● WHAT TO PRODUCE: Can you rewrite the material below with every "drop a point" swapped for "place a marker" and nothing else changed?

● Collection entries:
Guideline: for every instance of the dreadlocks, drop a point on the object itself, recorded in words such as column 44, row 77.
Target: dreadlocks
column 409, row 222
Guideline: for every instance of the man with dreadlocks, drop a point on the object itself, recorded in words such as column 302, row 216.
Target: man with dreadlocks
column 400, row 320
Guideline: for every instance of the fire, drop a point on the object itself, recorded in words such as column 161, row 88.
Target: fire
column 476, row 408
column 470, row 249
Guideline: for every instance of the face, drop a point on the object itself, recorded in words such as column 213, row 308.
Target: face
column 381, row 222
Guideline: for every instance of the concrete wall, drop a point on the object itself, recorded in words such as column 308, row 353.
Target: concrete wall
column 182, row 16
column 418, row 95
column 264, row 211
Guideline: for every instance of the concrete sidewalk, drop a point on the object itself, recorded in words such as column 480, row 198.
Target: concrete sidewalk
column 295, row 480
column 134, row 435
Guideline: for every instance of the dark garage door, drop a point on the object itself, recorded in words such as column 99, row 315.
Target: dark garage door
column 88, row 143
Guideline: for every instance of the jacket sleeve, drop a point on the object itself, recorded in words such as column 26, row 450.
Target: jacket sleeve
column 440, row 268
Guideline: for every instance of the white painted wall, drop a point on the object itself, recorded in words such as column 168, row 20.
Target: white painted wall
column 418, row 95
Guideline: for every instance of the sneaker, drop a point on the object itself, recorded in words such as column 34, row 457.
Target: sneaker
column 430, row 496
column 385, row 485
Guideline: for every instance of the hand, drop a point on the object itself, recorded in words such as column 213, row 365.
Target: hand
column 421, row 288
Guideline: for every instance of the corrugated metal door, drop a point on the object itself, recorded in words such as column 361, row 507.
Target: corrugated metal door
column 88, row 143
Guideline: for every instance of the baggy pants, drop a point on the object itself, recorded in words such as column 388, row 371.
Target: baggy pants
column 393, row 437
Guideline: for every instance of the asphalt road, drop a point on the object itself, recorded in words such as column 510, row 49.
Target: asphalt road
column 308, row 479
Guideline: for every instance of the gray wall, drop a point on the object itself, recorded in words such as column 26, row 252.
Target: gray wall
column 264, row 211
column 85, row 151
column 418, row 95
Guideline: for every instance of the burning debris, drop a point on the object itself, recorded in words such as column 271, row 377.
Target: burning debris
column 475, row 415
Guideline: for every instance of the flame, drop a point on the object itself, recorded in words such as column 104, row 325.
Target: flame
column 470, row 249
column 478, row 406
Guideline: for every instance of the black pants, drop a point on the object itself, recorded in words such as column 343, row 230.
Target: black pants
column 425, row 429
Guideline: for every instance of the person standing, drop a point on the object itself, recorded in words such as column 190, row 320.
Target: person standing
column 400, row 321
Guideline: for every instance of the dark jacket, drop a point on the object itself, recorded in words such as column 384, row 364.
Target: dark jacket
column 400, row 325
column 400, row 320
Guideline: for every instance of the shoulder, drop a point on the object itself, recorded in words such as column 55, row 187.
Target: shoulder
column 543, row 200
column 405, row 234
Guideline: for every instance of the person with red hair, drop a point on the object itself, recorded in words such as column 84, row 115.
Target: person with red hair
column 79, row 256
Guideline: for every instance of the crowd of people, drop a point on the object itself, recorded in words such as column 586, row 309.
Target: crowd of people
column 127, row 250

● ANSWER TO THIS EXERCISE:
Guideline: for every instance of the dreadlocks, place a marker on the object itself, recorded in words such as column 44, row 77.
Target: dreadlocks
column 409, row 222
Guideline: for every instance of the man with dreadlocks, place a marker on the object itself, recorded in words such as column 302, row 216.
Target: man with dreadlocks
column 400, row 320
Guideline: for every instance of the fire, place a marker on the object itself, recorded in words such as column 161, row 88.
Target: fire
column 476, row 408
column 470, row 249
Guideline: for every instance of the face, place a marker on the object itself, recorded in words such as column 213, row 308.
Target: face
column 381, row 222
Guideline: for every instance of the concrete wall, place a marker on the object itself, recorded in words such as column 308, row 353.
Target: concrete wall
column 182, row 16
column 418, row 95
column 264, row 211
Guideline: for every instance of the concrete sidewalk, place a marker on the object itself, recorded in words such as column 480, row 198.
Target: concrete sidewalk
column 295, row 480
column 134, row 435
Guideline: for every instance of the dark garage door, place a marker on the object itself, recorded in words such as column 99, row 315.
Target: dark garage door
column 88, row 143
Guideline: for every instance of the jacket sleeve, place a marker on the object itself, recorded in words such as column 26, row 450.
Target: jacket sleeve
column 440, row 268
Guideline: for every instance of the white painted wall, place a marker on the object itself, recorded in words such as column 168, row 20.
Target: white painted wall
column 418, row 95
Guideline: for every instance of the sneaker, place a marker on the object itself, recorded in words such as column 34, row 457.
Target: sneaker
column 430, row 496
column 385, row 485
Guideline: for every instance of the hand, place a marker on the object itself, recorded in words such as column 213, row 365.
Target: hand
column 421, row 288
Guideline: for every instance of the corrugated metal door, place a marker on the object itself, recorded in words such as column 361, row 507.
Target: corrugated metal door
column 88, row 143
Guideline: for every instance of the baggy pants, place a marker on the object itself, recorded in words such as column 388, row 371.
Target: baggy pants
column 393, row 437
Guideline: for every instance of the asphalt road, place a marker on the object itself, recorded in words such as column 510, row 49.
Target: asphalt road
column 308, row 479
Guideline: for every instance of the gray wall, place a marker on the object itself, recorded in words such as column 26, row 252.
Target: gray wall
column 264, row 211
column 85, row 151
column 418, row 95
Guideline: for every instance of the burning debris, place a marker on the object itself, recorded in words such as column 271, row 377.
Target: burning debris
column 475, row 415
Guideline: for every instance of the flame, place a marker on the object itself, recorded in words such as column 104, row 325.
Target: flame
column 470, row 249
column 478, row 406
Guideline: for every instance of the black pants, place a marker on the object itself, recorded in words such as column 343, row 230.
Target: black pants
column 425, row 429
Guideline: for every instance of the person standing, place a marker on the object itself, recorded in words such as column 190, row 320.
Target: person standing
column 400, row 321
Guideline: for every instance of the dark jacket, place a marker on the object itself, recorded in words such as column 384, row 364.
Target: dark jacket
column 400, row 325
column 400, row 320
Guideline: for every instance of the shoulder, place a marker on the object itself, recorded in words such as column 55, row 187.
Target: shoulder
column 543, row 200
column 405, row 234
Guideline: for every instance of the person with red hair, place a marker on the object itself, recorded in words such as column 84, row 115.
Target: person with red hair
column 79, row 256
Guideline: for every instance of the crowd of people, place a marker on the object itself, recorded in words such as column 586, row 309.
Target: crowd of people
column 127, row 250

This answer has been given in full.